• Aim of the exercise: Return each line in the records below that contains the string "light". The match is case-sensitive.

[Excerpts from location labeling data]
===============

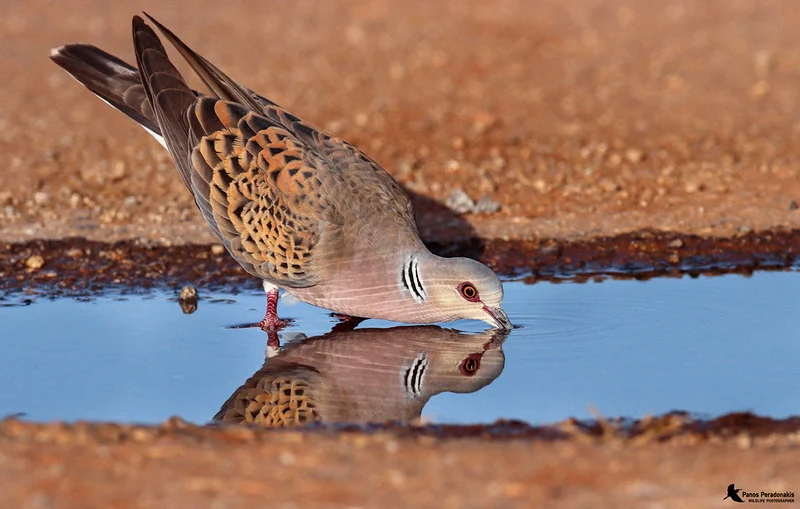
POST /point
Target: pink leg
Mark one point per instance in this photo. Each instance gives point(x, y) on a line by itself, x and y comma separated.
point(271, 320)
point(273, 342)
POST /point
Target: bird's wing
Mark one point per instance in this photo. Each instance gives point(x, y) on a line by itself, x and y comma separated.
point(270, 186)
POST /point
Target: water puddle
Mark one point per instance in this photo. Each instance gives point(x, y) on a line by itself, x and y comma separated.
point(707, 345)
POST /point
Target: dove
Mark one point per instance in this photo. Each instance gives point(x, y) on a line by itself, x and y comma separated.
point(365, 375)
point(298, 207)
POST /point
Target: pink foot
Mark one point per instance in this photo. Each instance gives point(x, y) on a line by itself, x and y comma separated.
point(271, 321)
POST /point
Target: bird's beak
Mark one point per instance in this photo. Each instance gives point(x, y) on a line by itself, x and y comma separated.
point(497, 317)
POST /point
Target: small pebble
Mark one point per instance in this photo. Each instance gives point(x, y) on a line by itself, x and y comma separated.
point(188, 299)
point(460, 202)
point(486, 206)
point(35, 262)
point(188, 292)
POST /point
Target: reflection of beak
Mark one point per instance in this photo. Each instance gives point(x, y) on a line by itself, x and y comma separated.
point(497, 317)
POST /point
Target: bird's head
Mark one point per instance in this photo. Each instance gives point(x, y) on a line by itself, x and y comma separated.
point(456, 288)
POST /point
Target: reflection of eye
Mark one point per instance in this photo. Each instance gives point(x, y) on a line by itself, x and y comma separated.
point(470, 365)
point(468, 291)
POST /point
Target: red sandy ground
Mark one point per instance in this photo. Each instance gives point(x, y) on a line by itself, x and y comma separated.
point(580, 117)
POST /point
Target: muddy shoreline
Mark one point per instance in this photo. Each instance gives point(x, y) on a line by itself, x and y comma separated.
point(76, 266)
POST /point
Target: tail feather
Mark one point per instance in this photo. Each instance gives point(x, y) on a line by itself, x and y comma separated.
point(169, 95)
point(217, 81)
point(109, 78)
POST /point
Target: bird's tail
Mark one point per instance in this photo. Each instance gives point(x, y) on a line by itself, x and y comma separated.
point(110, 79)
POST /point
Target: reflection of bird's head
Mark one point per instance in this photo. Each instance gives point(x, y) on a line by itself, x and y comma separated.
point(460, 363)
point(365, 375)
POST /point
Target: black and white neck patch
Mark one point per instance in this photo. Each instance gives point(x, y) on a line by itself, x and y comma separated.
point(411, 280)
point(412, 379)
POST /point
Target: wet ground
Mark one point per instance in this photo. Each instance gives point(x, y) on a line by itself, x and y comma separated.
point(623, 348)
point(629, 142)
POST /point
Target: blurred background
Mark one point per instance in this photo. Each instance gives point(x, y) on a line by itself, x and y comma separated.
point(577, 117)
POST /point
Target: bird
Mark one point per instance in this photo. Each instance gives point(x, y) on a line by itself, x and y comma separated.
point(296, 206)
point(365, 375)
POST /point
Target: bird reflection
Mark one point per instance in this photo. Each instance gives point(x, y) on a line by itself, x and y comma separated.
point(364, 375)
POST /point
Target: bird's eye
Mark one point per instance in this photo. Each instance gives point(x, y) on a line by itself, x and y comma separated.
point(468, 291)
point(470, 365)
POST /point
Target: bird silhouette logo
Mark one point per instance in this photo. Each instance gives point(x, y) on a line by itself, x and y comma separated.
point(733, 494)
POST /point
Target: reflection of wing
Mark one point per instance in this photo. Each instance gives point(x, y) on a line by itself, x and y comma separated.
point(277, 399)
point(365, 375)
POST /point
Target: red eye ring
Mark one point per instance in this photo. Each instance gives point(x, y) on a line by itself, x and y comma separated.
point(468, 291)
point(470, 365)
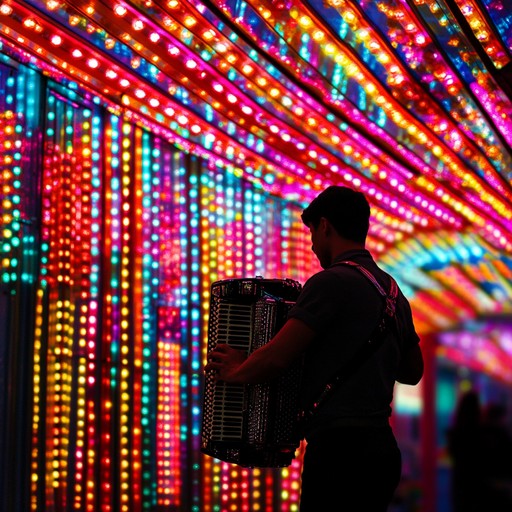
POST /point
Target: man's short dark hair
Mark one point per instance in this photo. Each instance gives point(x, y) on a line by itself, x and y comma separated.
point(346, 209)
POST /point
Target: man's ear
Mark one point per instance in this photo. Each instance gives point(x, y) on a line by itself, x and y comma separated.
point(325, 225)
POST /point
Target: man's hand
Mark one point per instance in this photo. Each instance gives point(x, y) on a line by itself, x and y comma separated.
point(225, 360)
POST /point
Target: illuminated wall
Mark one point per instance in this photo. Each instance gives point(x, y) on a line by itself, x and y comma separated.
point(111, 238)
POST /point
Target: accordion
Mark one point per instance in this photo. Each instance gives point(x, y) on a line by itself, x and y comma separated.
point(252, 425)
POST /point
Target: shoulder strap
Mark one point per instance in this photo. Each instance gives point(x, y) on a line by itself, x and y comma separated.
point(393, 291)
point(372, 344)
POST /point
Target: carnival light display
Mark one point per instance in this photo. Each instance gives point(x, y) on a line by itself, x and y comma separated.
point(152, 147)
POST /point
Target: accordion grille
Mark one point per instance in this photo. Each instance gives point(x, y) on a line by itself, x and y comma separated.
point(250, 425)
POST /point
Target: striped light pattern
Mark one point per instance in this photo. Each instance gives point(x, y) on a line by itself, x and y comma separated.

===============

• Result of this task:
Target: carnival light display
Target: striped light pattern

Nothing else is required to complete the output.